Type out the data again, word for word and in full.

━━━━━ Material to process

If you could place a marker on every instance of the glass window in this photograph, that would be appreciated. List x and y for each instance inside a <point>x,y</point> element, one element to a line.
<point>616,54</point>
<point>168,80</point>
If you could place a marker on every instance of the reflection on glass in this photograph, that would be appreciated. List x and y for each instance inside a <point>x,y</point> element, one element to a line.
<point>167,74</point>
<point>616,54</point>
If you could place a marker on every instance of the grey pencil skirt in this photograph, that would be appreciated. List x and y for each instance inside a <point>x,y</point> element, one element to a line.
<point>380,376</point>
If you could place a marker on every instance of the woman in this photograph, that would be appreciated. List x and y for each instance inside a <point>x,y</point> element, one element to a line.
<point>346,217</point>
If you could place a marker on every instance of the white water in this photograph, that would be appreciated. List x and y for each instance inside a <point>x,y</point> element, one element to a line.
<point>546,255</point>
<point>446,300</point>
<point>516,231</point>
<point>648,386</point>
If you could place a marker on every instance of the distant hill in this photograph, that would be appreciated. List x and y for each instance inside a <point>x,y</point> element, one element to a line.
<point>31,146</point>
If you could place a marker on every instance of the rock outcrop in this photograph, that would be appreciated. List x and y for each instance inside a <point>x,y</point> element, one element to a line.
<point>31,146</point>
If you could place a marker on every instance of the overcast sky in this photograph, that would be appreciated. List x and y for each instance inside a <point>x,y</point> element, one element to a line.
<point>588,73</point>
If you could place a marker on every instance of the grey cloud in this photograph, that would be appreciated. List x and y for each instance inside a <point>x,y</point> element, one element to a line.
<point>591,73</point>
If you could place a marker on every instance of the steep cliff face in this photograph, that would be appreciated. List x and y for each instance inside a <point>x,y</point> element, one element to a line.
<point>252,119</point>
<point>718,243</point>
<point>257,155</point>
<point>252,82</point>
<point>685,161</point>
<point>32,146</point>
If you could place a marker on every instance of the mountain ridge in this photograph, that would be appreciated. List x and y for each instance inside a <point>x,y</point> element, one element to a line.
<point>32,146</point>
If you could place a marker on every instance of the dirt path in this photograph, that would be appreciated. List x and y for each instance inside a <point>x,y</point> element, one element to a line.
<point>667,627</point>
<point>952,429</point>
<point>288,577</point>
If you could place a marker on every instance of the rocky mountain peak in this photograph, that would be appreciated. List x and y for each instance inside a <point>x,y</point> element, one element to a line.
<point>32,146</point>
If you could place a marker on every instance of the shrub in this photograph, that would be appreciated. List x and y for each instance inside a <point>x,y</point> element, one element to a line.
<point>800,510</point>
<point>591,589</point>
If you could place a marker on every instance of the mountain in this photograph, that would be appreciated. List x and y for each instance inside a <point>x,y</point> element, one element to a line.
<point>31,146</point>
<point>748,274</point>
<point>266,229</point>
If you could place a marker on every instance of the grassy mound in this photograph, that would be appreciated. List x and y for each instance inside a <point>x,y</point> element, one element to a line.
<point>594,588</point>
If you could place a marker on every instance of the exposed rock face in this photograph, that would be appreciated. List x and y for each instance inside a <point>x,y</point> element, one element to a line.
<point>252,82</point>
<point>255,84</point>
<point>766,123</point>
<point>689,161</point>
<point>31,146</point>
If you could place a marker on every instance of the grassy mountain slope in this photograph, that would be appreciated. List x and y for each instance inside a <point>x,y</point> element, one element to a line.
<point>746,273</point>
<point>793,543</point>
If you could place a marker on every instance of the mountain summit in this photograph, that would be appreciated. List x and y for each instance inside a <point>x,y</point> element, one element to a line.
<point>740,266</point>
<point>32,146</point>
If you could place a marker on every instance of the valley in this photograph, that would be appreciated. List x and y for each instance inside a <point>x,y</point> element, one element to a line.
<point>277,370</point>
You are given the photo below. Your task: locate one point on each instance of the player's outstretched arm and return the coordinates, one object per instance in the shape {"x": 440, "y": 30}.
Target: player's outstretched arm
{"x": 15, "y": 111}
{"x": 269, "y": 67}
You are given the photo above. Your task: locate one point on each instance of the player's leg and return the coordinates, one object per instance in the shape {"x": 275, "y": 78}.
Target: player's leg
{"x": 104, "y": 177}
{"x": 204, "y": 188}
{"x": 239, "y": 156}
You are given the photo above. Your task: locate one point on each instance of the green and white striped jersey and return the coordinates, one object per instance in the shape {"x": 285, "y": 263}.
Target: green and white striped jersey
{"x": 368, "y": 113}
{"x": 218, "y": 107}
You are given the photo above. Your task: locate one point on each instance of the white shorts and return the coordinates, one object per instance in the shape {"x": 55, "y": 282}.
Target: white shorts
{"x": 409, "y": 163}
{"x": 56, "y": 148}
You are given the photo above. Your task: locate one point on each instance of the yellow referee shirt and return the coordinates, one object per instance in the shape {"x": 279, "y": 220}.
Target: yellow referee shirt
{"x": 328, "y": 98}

━━━━━━━━━━

### Task answer
If you could place a marker on every instance of the glass window in this photograph, that would be appreciated. List x and y for each instance inside a <point>x,y</point> element, one element to a line.
<point>616,54</point>
<point>168,80</point>
If you could place a marker on every instance of the reflection on glass in this photograph, that would be appreciated. List x and y for each instance inside a <point>x,y</point> element, one element to a line.
<point>167,74</point>
<point>616,54</point>
If you could place a marker on every instance of the grey pencil skirt in this photograph, that would be appreciated. List x and y for each instance inside a <point>x,y</point> element, one element to a line.
<point>380,376</point>
If you could place a marker on every instance of the woman in this photograph, that would be appreciated. List x and y for each instance inside a <point>x,y</point> element, one element to a line.
<point>346,217</point>
If you could place a marker on every instance of the white water in this photograph, that would be appreciated. List x and y for each instance inside a <point>x,y</point> element, one element to a line.
<point>546,255</point>
<point>446,300</point>
<point>516,231</point>
<point>648,386</point>
If you could place a marker on every instance of the distant hill in this photograph, that would be appreciated. List x and y for each instance inside a <point>x,y</point> element, one element to a line.
<point>31,146</point>
If you could place a marker on every instance of the rock outcrop in this photograph, that would be appreciated. List x and y for each instance inside a <point>x,y</point> element, one element to a line.
<point>31,146</point>
If you could place a marker on every instance of the overcast sky in this photograph, that would be appreciated. List x and y for each instance inside a <point>x,y</point> element, one element to a line.
<point>588,73</point>
If you could place a marker on every instance of the grey cloud in this photograph, that would be appreciated. List x and y for each instance inside a <point>x,y</point> element, one element to a line.
<point>591,73</point>
If you could place a marker on every instance of the steep cliff face in this photograph, that would be appreciated. List x and y for each instance inside a <point>x,y</point> element, one element to a line.
<point>252,119</point>
<point>718,243</point>
<point>257,155</point>
<point>252,82</point>
<point>685,161</point>
<point>32,146</point>
If you could place a marker on every instance of the mountain ridge in this photograph, that would be appreciated. List x and y for each instance inside a <point>x,y</point> element, one element to a line.
<point>32,146</point>
If you could place a marker on every instance of the dirt path in this photograph, that would be appreciated. List x and y for each instance inside a <point>x,y</point> element, one element to a line.
<point>667,627</point>
<point>952,429</point>
<point>288,577</point>
If you could place a marker on every instance of the rocky mountain peak in this photograph, that would be appreciated. List x and y for each instance inside a <point>x,y</point> element, one element to a line.
<point>32,146</point>
If you could place a marker on every instance of the shrub in this photograph, that would be appreciated. List x and y for each instance inside a <point>x,y</point> element, one element to a line.
<point>800,510</point>
<point>591,589</point>
If you could place a marker on every instance of the mountain in this photograph, that would be appreciated. List x and y for each instance inside a <point>x,y</point> element, one element to a line.
<point>31,146</point>
<point>748,274</point>
<point>266,229</point>
If you could place a marker on every instance of the grassy mound in this photograph, that would be appreciated. List x and y for each instance inside a <point>x,y</point> element, one element to a line.
<point>594,588</point>
If you could place a marker on every instance of the exposed rock face in this photograph, that would be appreciated. List x and y for each instance inside a <point>x,y</point> element, one element to a line.
<point>252,82</point>
<point>255,84</point>
<point>766,123</point>
<point>689,161</point>
<point>31,146</point>
If you could place a marker on every instance of the grassy mountain slope in this photograph, that would be appreciated. List x and y for each instance inside a <point>x,y</point> element, one element to a line.
<point>746,273</point>
<point>793,543</point>
If you could place a marker on every instance of the mountain summit in this photograph, that would be appreciated. List x and y for each instance inside a <point>x,y</point> element, one element to a line.
<point>740,266</point>
<point>32,146</point>
If you could place a marker on every instance of the valley in this photograph, that would be appreciated. List x and y for each instance inside a <point>x,y</point> element, one element to a line.
<point>277,370</point>
You are given the photo below. Your task: locate one point on each instance of the player's outstretched arm and return the coordinates, one object per instance in the shape {"x": 440, "y": 30}.
Target: player's outstretched arm
{"x": 15, "y": 111}
{"x": 269, "y": 67}
You are given the photo above. Your task: locate one point on each instance of the player's leg and return the coordinates, one object per instance in the shape {"x": 275, "y": 78}.
Target: player's leg
{"x": 104, "y": 177}
{"x": 204, "y": 188}
{"x": 239, "y": 156}
You are given the photo above. Your task: locate one point on each instance of the green and white striped jersey and return the coordinates, one object per instance in the shape {"x": 285, "y": 263}.
Target: green and white striped jersey
{"x": 368, "y": 113}
{"x": 218, "y": 107}
You are given the photo above. Your task: locate one point on each instance of the white shorts and return the coordinates, one object per instance in the shape {"x": 55, "y": 282}.
Target: white shorts
{"x": 409, "y": 163}
{"x": 56, "y": 148}
You are given the photo above. Your task: locate one point on each instance of the yellow referee shirt and return the coordinates, one object per instance in the shape {"x": 279, "y": 220}.
Target: yellow referee shirt
{"x": 328, "y": 98}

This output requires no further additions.